# Problem requirements
Print each line exactly as it is given.
━━ Records for processing ━━
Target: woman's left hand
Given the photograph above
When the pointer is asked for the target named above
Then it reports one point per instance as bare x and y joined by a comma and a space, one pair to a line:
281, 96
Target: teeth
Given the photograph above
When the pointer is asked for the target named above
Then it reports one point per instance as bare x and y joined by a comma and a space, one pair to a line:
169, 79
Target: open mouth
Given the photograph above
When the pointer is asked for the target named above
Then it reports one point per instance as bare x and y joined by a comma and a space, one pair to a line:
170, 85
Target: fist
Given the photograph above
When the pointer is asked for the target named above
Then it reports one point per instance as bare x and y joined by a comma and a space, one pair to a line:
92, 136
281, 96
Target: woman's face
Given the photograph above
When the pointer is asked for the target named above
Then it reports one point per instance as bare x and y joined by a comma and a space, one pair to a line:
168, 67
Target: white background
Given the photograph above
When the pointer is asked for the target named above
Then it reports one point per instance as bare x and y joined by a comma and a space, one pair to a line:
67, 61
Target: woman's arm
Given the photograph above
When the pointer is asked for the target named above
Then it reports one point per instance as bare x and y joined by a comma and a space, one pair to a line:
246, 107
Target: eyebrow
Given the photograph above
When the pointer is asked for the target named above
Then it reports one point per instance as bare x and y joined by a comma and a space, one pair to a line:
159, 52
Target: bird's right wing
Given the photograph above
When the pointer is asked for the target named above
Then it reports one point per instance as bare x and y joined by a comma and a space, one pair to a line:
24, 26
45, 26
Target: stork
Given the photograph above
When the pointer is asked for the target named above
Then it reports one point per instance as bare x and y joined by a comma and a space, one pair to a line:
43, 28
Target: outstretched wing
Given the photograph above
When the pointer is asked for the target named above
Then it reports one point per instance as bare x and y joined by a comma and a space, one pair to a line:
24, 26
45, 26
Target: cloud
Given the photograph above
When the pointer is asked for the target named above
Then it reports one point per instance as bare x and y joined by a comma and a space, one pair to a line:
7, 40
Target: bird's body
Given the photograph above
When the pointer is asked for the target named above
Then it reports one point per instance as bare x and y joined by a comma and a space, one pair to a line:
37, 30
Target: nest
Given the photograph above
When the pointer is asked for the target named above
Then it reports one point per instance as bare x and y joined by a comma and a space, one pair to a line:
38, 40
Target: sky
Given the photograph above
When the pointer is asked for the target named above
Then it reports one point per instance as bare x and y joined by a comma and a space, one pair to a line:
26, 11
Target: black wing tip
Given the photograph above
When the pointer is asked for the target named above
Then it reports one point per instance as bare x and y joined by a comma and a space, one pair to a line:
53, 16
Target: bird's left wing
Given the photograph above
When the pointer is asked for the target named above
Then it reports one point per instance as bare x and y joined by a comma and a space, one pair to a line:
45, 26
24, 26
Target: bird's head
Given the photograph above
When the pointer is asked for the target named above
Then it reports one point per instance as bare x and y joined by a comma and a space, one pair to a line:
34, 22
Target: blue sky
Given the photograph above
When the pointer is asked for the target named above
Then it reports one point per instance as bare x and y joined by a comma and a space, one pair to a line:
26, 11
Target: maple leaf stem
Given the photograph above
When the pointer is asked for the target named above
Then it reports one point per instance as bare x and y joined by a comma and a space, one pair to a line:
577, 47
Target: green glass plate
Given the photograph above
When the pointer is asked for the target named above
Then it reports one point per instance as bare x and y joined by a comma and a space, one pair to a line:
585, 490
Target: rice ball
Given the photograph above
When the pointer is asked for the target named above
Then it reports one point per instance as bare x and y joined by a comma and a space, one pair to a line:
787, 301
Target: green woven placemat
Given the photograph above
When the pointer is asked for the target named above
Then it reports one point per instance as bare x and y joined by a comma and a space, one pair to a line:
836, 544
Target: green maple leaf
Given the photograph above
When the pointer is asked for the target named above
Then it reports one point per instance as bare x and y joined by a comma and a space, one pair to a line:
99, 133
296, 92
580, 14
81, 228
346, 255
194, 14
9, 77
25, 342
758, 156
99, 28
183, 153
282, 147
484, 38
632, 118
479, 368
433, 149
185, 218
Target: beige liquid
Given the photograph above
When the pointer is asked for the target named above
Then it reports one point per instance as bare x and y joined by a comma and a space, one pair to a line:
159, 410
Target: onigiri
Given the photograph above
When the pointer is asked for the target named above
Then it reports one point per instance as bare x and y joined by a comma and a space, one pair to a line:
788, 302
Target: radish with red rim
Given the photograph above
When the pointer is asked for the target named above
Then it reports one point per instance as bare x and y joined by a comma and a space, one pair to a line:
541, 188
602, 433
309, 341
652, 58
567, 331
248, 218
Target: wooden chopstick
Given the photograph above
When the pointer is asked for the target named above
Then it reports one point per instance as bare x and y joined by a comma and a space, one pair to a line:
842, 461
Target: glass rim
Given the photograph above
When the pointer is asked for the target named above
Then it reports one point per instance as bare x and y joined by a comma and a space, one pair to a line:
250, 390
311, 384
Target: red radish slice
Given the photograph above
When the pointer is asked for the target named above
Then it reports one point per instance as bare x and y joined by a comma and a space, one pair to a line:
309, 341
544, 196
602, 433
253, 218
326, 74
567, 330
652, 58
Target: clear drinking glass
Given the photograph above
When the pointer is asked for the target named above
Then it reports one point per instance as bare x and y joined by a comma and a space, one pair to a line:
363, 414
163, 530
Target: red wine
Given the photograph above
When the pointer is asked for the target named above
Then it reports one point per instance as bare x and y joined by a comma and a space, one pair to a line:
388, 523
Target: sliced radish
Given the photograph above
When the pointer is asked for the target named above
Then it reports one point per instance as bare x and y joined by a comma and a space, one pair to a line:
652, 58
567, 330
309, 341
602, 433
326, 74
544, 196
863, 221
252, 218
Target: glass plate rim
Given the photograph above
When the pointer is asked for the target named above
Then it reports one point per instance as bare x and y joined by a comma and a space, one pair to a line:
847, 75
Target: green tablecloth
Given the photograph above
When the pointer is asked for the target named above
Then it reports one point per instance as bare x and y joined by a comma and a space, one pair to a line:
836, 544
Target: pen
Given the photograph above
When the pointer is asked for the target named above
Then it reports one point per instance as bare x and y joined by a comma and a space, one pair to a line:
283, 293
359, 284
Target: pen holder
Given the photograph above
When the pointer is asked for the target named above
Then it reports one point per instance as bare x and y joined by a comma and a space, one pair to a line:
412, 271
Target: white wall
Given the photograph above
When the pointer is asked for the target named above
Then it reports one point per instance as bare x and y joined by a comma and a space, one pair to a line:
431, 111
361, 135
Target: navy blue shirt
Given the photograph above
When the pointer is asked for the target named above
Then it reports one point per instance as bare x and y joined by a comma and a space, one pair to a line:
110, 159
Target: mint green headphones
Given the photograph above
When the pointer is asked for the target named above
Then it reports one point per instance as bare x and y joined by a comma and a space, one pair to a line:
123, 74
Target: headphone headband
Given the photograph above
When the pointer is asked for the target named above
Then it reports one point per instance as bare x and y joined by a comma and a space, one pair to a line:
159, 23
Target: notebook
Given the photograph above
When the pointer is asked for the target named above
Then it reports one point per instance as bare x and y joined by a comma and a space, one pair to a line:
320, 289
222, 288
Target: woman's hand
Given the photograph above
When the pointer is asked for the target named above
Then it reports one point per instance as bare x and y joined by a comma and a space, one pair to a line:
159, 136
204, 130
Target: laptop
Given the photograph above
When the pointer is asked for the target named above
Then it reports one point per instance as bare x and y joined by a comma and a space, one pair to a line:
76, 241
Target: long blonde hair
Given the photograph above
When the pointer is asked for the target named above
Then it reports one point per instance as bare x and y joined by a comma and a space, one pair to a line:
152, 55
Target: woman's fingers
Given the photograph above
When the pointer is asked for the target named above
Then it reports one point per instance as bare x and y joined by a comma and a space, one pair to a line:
━━━
# Written response
Target: woman's left hand
Given the photograph above
When the pointer is asked for the target named above
Then it reports one point per instance as bare x and y joined by a comma and a space, one pair to a line:
281, 96
Target: teeth
Given the photograph above
When the pointer is asked for the target named above
Then it reports one point per instance as bare x and y joined by a comma and a space, one pair to a line:
169, 79
Target: open mouth
Given the photograph above
When the pointer is asked for the target named above
Then it reports one point per instance as bare x and y joined by a comma and a space, one pair to a line:
170, 85
Target: fist
Given the photograph above
When the pointer is asked for the target named above
Then it reports one point per instance as bare x and y joined by a comma and a space, one pair to a line:
92, 136
281, 96
Target: woman's face
Given the photograph above
When the pointer is asked for the target named above
Then it reports one point per instance as bare x and y joined by a comma and a space, one pair to a line:
168, 67
Target: white background
Given the photograph above
When the pointer is asked for the target named above
Then it reports one point per instance as bare x and y joined by a comma and a space, one pair to a line:
67, 61
Target: woman's arm
Given the photograph above
When the pointer is asked for the target named above
Then it reports one point per instance as bare x and y joined by a comma and a space, one pair to a line:
246, 107
Target: eyebrow
Given the photograph above
When the pointer is asked for the target named above
Then it reports one point per instance as bare x and y joined by a comma and a space, one pair to a line:
159, 52
Target: bird's right wing
Given the photograph above
When the pointer is asked for the target named above
Then it reports one point per instance as bare x and y joined by a comma and a space, one pair to a line:
24, 26
45, 26
Target: stork
Given the photograph above
When the pointer is asked for the target named above
Then it reports one point per instance as bare x and y joined by a comma and a space, one pair to a line:
43, 28
Target: outstretched wing
Given the photograph above
When the pointer is asked for the target named above
Then it reports one point per instance as bare x and y joined by a comma and a space, one pair to a line:
24, 26
45, 26
Target: cloud
Given the photograph above
When the pointer is asked for the target named above
Then it reports one point per instance as bare x and y joined by a comma and a space, one pair to a line:
7, 40
Target: bird's body
Given the photograph above
When the pointer is asked for the target named above
Then it reports one point per instance as bare x and y joined by a comma and a space, one pair to a line:
37, 30
Target: nest
Given the photograph above
When the pointer is asked for the target named above
Then it reports one point per instance as bare x and y joined by a comma and a space, one pair to a line:
38, 40
Target: sky
Given the photograph above
When the pointer is asked for the target named above
Then it reports one point per instance as bare x and y joined by a comma and a space, one pair to a line:
26, 11
Target: black wing tip
Given the photograph above
When the pointer is asked for the target named above
Then it reports one point per instance as bare x and y joined by a comma and a space, one pair to a line:
53, 16
Target: bird's left wing
Given the photograph above
When the pointer is asked for the target named above
Then it reports one point per instance as bare x and y joined by a comma and a space, one pair to a line:
45, 26
24, 26
Target: bird's head
Given the photograph above
When the pointer is asked for the target named above
Then it reports one point per instance as bare x and y joined by a comma and a space, one pair to a line:
34, 22
Target: blue sky
Given the photograph above
When the pointer is asked for the target named above
Then it reports one point per instance as bare x and y joined by a comma and a space, one pair to a line:
26, 11
Target: maple leaf stem
Given the photograph above
When the pointer is asked for the target named above
Then it reports one point per instance as bare x and y joined by a comma and a space, one pair to a line:
577, 47
Target: green glass plate
Given the photograph above
When the pointer is asked for the target named above
Then it reports one point per instance as bare x and y joined by a comma and a space, one pair to a line:
585, 490
Target: rice ball
Given the photograph above
When the pointer is asked for the target named above
Then it reports one point per instance as bare x and y joined by a comma and a space, one pair to a line:
787, 301
Target: green woven placemat
Given the photograph above
When the pointer is asked for the target named above
Then it reports one point per instance as bare x and y joined by a comma and a space, one pair to a line:
836, 544
Target: green maple leaf
Given the photograph above
When the pointer is asked for the target named above
Then it reports one point per instance as bare x and y joined by a comma and a space, one pair to a line:
99, 133
296, 92
580, 14
81, 228
346, 255
194, 14
9, 77
25, 342
758, 156
99, 28
183, 153
282, 147
484, 38
632, 118
479, 368
433, 149
185, 218
Target: beige liquid
Given the photograph above
When the pointer is asked for the target named above
Then it reports one point per instance as bare x and y joined by a comma and a space, one pair to a line:
159, 410
Target: onigiri
Given the photograph above
When the pointer is asked for the target named above
Then it reports one point per instance as bare x and y joined by a comma and a space, one pair to a line:
788, 302
Target: radish with red rim
Given the photograph above
When the pointer is asked for the target named above
Then it reports one point per instance as bare x and y joined by a comma and a space, one pair to a line:
541, 188
602, 433
309, 341
652, 58
567, 331
248, 218
Target: wooden chopstick
Given the photograph above
When the pointer is asked for the target named above
Then it reports one point per instance as bare x and y joined by a comma and a space, one pair to a line:
842, 461
Target: glass rim
Given the photograph above
When the pointer is asked for the target named above
Then it reports one point per instance as bare x and y joined by a comma and a space, one pair to a line:
250, 390
311, 384
Target: red radish slice
Given the photograph above
When the pointer is asked for the target named above
Then it reports one point per instance as bare x and y joined by a comma and a space, one pair to a line:
309, 341
544, 196
602, 433
253, 218
326, 74
567, 330
652, 58
Target: clear drinking glass
Given the photograph above
When the pointer is asked for the target named above
Then it reports one point per instance as bare x and y joined by a comma and a space, one pair to a line:
363, 414
163, 530
Target: red wine
Given the photograph above
When the pointer is asked for the target named above
Then it reports one point per instance as bare x and y joined by a comma and a space, one pair to a line:
388, 523
Target: sliced radish
Given the photograph above
When the pointer is asked for the target named above
Then it reports one point per instance as bare x and y joined by a comma and a space, one pair to a line:
652, 58
567, 330
309, 341
602, 433
326, 74
544, 196
863, 221
252, 218
Target: glass plate rim
Given the photograph above
When the pointer is asked for the target named above
Then it reports one point per instance as bare x and y joined by a comma and a space, one pair to a line:
847, 75
Target: green tablecloth
Given the photograph above
When the pointer is asked for the target named above
Then it reports one point per instance as bare x and y joined by a comma and a space, one pair to a line:
836, 544
Target: pen
Given the photograph above
When the pointer is asked for the target named above
Then it reports one point per instance as bare x and y joined by a comma and a space, one pair to a line:
283, 293
359, 284
Target: pen holder
Given the photograph above
When the pointer is asked for the target named above
Then it reports one point per instance as bare x and y joined by a comma and a space, one pair to a line:
412, 271
Target: white wall
Given the photograph above
When the pointer is asked for the target named above
Then it reports one point per instance as bare x and y joined by a comma and a space, one pair to a line:
431, 111
361, 135
Target: navy blue shirt
Given the photograph above
When the pointer is asked for the target named above
Then it reports one point per instance as bare x and y joined by a comma and a space, one pair to a line:
110, 159
Target: mint green headphones
Given the photograph above
When the pointer is asked for the target named above
Then it reports one point per instance as bare x and y joined by a comma and a space, one pair to a line:
123, 74
Target: headphone headband
Given the photograph above
When the pointer is asked for the target named above
Then it reports one point per instance as bare x and y joined by a comma and a space, one pair to a line:
159, 23
Target: notebook
Given the photograph above
When the pointer is asked for the target named above
Then it reports one point per instance as bare x and y joined by a comma and a space, one pair to a line:
320, 289
222, 288
Target: woman's hand
Given the photograph above
When the pointer is asked for the target named above
Then it reports one point per instance as bare x and y joined by a comma and a space, one pair to a line:
159, 136
204, 130
Target: laptop
Given the photograph above
When the pointer is asked for the target named above
Then it reports one point per instance as bare x and y joined by a comma and a space, one pair to a line:
76, 241
Target: long blonde hair
Given the photograph above
When the pointer is asked for the target named above
Then it reports one point per instance as bare x and y joined by a comma and a space, one pair to a line:
152, 55
Target: woman's fingers
Given the photograph above
When the pointer is asked for the target named above
Then it reports one point per instance as bare x and y joined by a comma and a space, one pair to a line:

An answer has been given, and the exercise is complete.